**Consigne de travail A:** Recopiez le passage du texte sur l'apprentissage automatique et la découverte de médicaments compris entre « En outre, la » et « au premier abord. » inclus, en renommant « modélisation générative » en « modélisation probabiliste ».
**Consigne de travail B:** Poursuivez le texte sur l'apprentissage automatique et la découverte de médicaments à partir de sa dernière phrase.
═════ Document source ═════
L'une des applications courantes de l'apprentissage non supervisé est le clustering (ou la segmentation de données). Dans cette approche, un modèle apprend à segmenter les données en sous-ensembles similaires, appelés clusters, qui correspondent à des groupes naturels dans les données. Ce processus d'apprentissage permet au modèle de déterminer lui-même les classes, sans avoir à utiliser des étiquettes externes. Une autre approche d'apprentissage non supervisé est l'apprentissage de représentations, qui vise à décomposer les données brutes en informations utiles (le signal) et non utiles (le bruit). Cette approche inclut également la réduction de la dimensionnalité, qui permet de simplifier les données tout en conservant les informations essentielles, facilitant ainsi la visualisation et la gestion des données complexes. La compression des données est une approche connexe, où les données sont réduites à une dimension inférieure, mais peuvent être reconstruites à tout moment à partir des données compressées.

En outre, la modélisation générative permet de créer un modèle qui appréhende la distribution probabiliste des données. Ce modèle peut ensuite être utilisé pour générer de nouvelles données en échantillonnant cette distribution, ce qui a des applications intéressantes dans le domaine de la découverte de nouveaux médicaments. Il est important de noter que, bien que ces approches non supervisées puissent sembler plus abstraites, elles jouent un rôle fondamental dans l'extraction de modèles et de structures cachées dans les données qui peuvent ne pas être apparentes au premier abord.

Bien que l'apprentissage supervisé et non supervisé soient les bases de l'application de l'intelligence artificielle dans la découverte de médicaments, avant de pouvoir appliquer ces techniques, il est essentiel de comprendre ce qu'est une molécule et comment elle peut être représentée de manière adéquate pour l'analyse informatique. Une molécule est constituée de deux ou plusieurs atomes chimiquement liés entre eux par des liaisons covalentes, où les atomes partagent des électrons pour atteindre une configuration stable. Il existe aussi des liaisons non covalentes, qui sont des interactions électromagnétiques entre les atomes au sein d'une molécule et entre les molécules elles-mêmes, mais elles sont moins fortes que les liaisons covalentes.
═════ Données extraites ═════
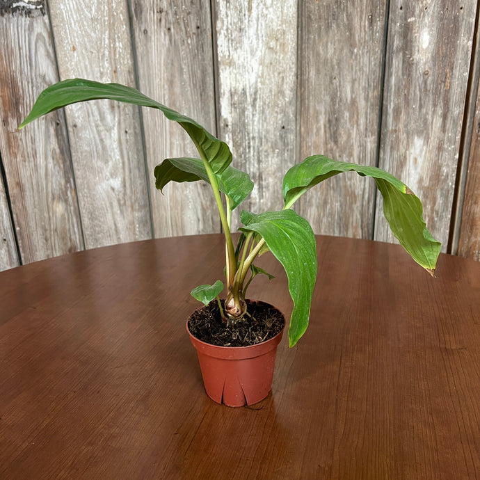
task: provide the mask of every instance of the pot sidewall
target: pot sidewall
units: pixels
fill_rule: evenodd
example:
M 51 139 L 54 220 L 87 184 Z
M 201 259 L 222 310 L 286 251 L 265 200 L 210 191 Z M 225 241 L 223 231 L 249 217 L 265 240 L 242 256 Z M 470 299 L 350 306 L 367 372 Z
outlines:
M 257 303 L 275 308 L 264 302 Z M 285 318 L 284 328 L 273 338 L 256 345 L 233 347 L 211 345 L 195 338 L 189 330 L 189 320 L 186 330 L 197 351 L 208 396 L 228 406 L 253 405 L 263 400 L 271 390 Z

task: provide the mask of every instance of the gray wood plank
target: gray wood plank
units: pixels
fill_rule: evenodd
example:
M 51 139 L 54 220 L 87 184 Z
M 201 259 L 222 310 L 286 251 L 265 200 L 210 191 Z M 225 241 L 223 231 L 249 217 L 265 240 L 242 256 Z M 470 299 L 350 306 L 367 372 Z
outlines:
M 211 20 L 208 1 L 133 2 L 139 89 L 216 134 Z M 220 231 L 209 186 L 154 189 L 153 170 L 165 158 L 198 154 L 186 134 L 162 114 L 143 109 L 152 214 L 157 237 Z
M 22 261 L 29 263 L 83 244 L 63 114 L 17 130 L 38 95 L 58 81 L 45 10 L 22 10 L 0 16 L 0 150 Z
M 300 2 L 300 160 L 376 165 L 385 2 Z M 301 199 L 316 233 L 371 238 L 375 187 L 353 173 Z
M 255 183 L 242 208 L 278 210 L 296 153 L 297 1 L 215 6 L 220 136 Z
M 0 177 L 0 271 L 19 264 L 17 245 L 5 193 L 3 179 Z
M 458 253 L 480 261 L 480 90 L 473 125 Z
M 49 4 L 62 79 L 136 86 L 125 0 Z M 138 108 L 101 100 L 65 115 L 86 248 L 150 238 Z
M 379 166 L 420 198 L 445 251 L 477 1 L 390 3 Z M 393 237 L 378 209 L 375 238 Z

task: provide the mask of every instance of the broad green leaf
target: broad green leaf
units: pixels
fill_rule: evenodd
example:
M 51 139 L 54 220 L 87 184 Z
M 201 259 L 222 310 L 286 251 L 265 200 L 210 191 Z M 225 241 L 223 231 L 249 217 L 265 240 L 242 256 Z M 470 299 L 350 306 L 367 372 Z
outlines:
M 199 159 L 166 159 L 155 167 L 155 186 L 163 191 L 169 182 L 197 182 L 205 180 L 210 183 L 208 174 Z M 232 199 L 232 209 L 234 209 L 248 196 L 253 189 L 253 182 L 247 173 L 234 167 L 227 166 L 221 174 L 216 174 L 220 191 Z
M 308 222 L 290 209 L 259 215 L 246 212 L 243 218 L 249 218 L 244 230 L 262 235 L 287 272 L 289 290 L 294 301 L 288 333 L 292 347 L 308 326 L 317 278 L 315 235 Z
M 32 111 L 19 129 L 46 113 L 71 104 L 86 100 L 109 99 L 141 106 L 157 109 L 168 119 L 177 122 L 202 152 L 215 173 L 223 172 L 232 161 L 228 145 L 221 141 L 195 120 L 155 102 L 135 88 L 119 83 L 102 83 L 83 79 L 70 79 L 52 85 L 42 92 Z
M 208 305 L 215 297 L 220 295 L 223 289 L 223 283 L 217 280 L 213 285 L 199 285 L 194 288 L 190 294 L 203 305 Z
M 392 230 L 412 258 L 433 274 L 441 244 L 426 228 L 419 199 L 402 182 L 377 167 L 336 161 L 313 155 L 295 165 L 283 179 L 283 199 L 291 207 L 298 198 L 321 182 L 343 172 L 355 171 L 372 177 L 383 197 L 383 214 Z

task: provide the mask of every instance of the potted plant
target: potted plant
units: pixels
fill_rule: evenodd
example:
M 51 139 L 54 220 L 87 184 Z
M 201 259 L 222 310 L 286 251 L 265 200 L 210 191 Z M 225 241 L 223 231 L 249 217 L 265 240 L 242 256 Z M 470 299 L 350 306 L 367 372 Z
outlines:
═════
**Votre réponse A:**
En outre, la modélisation probabiliste permet de créer un modèle qui appréhende la distribution probabiliste des données. Ce modèle peut ensuite être utilisé pour générer de nouvelles données en échantillonnant cette distribution, ce qui a des applications intéressantes dans le domaine de la découverte de nouveaux médicaments. Il est important de noter que, bien que ces approches non supervisées puissent sembler plus abstraites, elles jouent un rôle fondamental dans l'extraction de modèles et de structures cachées dans les données qui peuvent ne pas être apparentes au premier abord.

**Votre réponse B:**
Une représentation informatique courante des molécules est le SMILES (Simplified Molecular Input Line Entry System), qui est un langage simplifié permettant de représenter les structures chimiques sous forme de chaînes de caractères. SMILES est conçu de manière à ce que les chimistes puissent intuitivement comprendre la structure d'une molécule en lisant cette chaîne. Par exemple, la molécule de méthane (CH₄) peut être représentée par la simple lettre C, tandis que le dioxyde de carbone (CO₂) est représenté par O=C=O. SMILES utilise une série de règles grammaticales et de symboles pour décrire les liaisons et les atomes d'une molécule, facilitant ainsi leur traitement informatique.

La normalisation SMILES permet d'obtenir une représentation unique et standardisée d'une molécule, garantissant que des structures chimiquement équivalentes soient toujours représentées de la même manière, ce qui est crucial pour éviter toute ambiguïté dans les comparaisons de structures chimiques. Grâce à des algorithmes de canonisation, il est possible d'obtenir une version standardisée de la chaîne SMILES pour toute molécule donnée, indépendamment de la manière dont elle a été initialement écrite.

L'utilisation de ces représentations moléculaires est essentielle dans le contexte de l'apprentissage automatique pour la découverte de médicaments, car elles permettent de structurer les informations chimiques et de les rendre accessibles à des algorithmes d'apprentissage qui peuvent ensuite prédire des propriétés ou classer des molécules selon diverses catégories. Ces méthodes, basées sur l'apprentissage supervisé et non supervisé, sont au cœur des innovations récentes dans la découverte de médicaments, offrant de nouvelles perspectives pour l'identification et l'optimisation de composés pharmaceutiques.